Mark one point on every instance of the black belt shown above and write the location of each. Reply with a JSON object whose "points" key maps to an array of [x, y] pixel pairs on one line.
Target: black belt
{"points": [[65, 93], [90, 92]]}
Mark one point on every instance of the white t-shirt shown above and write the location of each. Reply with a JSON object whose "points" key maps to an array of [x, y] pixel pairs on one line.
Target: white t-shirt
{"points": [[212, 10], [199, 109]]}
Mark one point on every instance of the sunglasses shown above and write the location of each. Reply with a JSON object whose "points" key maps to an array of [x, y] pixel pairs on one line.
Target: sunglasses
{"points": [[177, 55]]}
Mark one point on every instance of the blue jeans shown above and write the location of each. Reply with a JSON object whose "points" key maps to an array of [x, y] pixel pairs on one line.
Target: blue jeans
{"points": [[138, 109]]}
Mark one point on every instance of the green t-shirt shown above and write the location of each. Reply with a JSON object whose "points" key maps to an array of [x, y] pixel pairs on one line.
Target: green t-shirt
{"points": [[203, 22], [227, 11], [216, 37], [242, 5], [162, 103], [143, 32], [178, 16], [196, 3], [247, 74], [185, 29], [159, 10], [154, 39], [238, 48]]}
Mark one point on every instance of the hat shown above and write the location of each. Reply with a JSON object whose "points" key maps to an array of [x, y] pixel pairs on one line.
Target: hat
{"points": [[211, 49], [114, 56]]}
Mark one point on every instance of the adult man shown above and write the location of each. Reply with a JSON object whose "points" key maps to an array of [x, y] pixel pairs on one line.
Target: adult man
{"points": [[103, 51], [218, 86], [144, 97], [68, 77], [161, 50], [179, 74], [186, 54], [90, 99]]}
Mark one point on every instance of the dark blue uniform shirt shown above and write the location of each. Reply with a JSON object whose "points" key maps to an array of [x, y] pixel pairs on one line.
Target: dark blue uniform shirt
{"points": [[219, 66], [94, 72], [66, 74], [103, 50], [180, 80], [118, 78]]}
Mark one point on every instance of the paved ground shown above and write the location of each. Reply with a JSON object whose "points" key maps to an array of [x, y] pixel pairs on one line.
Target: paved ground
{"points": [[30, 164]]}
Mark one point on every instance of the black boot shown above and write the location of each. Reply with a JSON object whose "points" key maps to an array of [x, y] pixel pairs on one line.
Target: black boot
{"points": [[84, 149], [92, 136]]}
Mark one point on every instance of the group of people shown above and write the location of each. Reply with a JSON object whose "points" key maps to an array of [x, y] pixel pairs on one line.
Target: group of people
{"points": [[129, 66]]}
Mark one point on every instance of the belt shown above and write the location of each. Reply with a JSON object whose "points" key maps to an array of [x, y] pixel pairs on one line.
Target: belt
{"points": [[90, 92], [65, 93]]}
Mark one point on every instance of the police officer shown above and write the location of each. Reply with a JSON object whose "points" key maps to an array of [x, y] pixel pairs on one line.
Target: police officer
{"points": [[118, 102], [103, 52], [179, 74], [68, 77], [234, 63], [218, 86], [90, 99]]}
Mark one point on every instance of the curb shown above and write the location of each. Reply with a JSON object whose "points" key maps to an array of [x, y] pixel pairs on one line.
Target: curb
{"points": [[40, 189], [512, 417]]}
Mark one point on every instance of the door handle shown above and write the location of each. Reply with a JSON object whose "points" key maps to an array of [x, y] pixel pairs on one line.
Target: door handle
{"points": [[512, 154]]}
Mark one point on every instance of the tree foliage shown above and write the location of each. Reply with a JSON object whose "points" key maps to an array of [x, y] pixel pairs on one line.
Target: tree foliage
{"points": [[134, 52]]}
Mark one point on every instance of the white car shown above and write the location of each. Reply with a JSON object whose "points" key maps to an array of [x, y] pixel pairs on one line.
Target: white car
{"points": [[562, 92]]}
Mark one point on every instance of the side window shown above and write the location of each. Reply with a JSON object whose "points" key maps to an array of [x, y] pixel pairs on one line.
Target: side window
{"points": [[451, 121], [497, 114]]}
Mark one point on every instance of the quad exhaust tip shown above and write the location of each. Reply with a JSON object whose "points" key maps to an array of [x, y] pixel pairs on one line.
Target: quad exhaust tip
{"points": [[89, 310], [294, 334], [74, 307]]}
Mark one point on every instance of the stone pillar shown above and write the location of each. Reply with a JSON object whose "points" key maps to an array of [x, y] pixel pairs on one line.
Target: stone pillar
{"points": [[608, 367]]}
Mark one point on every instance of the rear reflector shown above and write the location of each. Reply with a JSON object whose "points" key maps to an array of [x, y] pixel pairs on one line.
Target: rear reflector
▬▬▬▬▬▬
→ **EXERCISE REQUIREMENTS**: Reproduce nothing but the lines from the line containing "Mark one point on every instance of the tree" to the last line of the data, each exactly as written.

→ **FINISHED ANSWER**:
Mark one point on every instance of the tree foliage shown above and write the location of each. Reply with a JSON object whose "points" key maps to an array of [x, y] pixel pairs on one line.
Target: tree foliage
{"points": [[134, 52]]}
Mark one point on every instance of the white car shown above and write the location of each. Reply with a JSON object whose "points" key maps to an array of [x, y] pixel pairs on one line.
Target: white car
{"points": [[562, 92]]}
Mark one point on every instance of the side window shown above and write the location of each. Reply with a JSON object whose "points" key maps to an array of [x, y] pixel pairs on one line.
Target: side window
{"points": [[451, 121], [497, 114]]}
Mark one point on every instance of the quad exhaust tip shown above and write the location of each. Reply with a JSON object whose "points" key maps to an array of [x, y] pixel pairs on one line.
Target: quad exhaust tip
{"points": [[89, 310], [294, 334], [74, 307]]}
Mark one point on every instance of the stone pillar shown above and write the location of each. Reply with a JSON object whose "points" key maps to an array of [x, y] pixel pairs on one line.
Target: stone pillar
{"points": [[608, 367]]}
Mark one point on every instance of the rear reflector shown above and write the location of each. Reply with a JSON object whose "points" key maps to an array of [x, y] pixel pairs on one line.
Target: rear reflector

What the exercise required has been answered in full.